(Stored items)
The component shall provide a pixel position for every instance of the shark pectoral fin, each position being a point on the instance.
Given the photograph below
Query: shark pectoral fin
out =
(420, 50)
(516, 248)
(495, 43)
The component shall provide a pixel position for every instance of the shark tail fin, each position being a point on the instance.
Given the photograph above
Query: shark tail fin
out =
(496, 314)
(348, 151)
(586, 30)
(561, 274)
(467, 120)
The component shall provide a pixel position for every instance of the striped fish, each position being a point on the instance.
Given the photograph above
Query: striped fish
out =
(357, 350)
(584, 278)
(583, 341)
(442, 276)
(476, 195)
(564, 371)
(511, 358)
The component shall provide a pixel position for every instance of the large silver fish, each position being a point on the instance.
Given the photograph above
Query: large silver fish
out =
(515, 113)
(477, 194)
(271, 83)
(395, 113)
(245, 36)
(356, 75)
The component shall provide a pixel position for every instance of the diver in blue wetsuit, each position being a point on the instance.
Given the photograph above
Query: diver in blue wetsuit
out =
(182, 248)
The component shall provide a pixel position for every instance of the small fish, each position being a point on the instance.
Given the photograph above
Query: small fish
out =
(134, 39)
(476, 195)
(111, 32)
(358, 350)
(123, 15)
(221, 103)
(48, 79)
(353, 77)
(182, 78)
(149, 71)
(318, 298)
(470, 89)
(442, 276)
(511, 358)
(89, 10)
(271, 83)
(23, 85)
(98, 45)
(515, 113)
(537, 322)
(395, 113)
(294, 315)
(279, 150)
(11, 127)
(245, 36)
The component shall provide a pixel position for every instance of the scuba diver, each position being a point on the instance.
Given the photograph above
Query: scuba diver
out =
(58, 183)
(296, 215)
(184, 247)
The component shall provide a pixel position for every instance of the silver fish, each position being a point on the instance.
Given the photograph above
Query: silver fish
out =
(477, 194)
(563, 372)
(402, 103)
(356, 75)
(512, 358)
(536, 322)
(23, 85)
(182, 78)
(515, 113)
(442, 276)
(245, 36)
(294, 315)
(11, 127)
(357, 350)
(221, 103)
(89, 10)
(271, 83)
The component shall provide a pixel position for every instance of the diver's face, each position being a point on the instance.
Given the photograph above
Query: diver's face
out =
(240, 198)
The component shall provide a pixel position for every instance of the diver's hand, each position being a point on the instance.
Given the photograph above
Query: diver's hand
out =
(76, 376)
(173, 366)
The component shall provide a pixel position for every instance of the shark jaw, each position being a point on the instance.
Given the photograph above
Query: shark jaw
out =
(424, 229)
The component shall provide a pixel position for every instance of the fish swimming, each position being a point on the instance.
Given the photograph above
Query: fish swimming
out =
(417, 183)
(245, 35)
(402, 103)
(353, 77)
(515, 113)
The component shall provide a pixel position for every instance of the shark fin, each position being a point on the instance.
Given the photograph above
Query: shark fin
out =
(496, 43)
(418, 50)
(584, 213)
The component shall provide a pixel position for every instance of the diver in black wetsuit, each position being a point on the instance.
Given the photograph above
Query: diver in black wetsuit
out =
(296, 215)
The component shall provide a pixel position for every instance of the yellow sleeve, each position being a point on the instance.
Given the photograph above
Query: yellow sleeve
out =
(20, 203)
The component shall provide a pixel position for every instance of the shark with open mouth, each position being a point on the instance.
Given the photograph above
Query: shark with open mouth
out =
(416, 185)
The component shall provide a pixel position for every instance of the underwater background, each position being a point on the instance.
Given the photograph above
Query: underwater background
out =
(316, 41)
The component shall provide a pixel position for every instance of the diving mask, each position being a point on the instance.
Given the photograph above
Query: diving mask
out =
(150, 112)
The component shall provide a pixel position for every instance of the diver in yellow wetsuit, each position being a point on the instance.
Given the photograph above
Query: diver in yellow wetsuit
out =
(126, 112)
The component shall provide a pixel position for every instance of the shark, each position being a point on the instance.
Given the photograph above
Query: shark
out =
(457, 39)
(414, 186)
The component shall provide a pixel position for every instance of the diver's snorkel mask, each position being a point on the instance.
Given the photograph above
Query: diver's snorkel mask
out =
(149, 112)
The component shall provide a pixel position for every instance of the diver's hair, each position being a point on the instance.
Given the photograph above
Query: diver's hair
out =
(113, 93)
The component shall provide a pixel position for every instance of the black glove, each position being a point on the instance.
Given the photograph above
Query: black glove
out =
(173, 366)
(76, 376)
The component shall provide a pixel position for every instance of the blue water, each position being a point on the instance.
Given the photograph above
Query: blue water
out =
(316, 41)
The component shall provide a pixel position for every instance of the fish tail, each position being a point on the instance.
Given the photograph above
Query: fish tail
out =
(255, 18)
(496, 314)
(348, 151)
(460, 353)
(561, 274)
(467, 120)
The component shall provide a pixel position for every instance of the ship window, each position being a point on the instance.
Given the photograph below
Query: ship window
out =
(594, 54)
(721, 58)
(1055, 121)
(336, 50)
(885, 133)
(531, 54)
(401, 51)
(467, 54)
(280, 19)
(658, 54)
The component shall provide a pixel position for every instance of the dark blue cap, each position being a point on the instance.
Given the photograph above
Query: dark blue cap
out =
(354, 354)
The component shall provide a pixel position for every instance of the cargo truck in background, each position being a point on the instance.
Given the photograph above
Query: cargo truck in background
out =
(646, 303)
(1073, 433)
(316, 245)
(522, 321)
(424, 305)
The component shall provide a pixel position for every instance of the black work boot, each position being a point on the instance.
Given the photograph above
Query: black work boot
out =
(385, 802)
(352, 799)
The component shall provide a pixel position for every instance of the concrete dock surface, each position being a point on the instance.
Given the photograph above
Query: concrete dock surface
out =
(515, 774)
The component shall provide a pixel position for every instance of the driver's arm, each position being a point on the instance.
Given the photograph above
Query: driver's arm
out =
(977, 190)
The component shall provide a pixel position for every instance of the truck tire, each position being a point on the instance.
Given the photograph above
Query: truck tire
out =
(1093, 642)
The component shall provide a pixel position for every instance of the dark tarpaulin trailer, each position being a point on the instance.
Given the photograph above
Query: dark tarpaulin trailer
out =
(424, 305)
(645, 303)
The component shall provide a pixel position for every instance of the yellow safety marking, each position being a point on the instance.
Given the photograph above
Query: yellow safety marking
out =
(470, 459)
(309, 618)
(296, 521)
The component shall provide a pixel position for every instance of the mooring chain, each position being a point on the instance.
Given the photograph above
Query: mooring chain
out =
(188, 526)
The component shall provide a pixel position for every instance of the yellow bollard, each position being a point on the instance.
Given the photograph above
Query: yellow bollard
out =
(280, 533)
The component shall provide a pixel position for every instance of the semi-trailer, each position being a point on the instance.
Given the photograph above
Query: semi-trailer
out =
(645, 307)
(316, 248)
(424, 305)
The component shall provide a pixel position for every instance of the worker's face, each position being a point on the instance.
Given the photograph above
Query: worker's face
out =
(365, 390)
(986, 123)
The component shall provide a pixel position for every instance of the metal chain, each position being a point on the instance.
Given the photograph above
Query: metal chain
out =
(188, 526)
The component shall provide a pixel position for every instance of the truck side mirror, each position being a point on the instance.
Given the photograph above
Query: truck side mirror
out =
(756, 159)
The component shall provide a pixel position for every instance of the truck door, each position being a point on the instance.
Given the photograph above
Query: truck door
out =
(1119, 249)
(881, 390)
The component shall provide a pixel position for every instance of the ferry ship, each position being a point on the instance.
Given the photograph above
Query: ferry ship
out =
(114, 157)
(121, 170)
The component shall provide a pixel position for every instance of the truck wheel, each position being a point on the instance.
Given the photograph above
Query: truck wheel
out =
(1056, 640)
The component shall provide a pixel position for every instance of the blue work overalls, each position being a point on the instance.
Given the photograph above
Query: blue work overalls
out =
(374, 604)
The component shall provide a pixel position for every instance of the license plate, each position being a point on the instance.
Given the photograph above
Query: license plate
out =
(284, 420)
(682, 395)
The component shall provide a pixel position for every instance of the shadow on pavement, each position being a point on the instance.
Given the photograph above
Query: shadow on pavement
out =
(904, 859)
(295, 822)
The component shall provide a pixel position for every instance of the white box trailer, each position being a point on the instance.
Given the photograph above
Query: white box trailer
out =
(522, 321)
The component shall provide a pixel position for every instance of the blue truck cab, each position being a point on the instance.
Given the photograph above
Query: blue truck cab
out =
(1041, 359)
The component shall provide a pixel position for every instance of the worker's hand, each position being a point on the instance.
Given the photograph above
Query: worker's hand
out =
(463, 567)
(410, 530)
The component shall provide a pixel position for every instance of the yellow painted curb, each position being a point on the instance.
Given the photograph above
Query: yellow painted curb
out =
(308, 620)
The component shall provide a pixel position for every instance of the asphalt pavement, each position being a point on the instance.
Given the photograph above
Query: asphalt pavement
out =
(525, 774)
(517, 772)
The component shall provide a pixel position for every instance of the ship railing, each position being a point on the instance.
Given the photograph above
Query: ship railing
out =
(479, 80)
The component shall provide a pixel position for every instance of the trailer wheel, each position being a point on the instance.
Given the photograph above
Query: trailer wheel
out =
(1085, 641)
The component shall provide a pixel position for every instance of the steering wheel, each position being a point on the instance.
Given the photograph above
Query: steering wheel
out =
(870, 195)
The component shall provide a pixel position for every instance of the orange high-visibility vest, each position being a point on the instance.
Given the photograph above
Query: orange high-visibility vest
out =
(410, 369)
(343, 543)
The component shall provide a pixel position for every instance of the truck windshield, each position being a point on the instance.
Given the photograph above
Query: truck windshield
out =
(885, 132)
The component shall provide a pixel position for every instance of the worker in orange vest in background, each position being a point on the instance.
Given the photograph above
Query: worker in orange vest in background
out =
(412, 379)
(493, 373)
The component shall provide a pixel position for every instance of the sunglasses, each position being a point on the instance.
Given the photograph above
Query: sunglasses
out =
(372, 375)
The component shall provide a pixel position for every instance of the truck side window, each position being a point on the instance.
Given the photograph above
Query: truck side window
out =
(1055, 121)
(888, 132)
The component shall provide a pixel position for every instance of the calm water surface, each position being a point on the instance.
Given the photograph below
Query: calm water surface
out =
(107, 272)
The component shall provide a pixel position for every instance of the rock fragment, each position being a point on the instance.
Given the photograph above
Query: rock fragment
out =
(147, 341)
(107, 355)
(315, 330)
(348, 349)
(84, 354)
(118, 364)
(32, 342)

What you have to do -
Every line in the entries that contains the word "hair" should be counted, and the total stated alone.

Response area -
2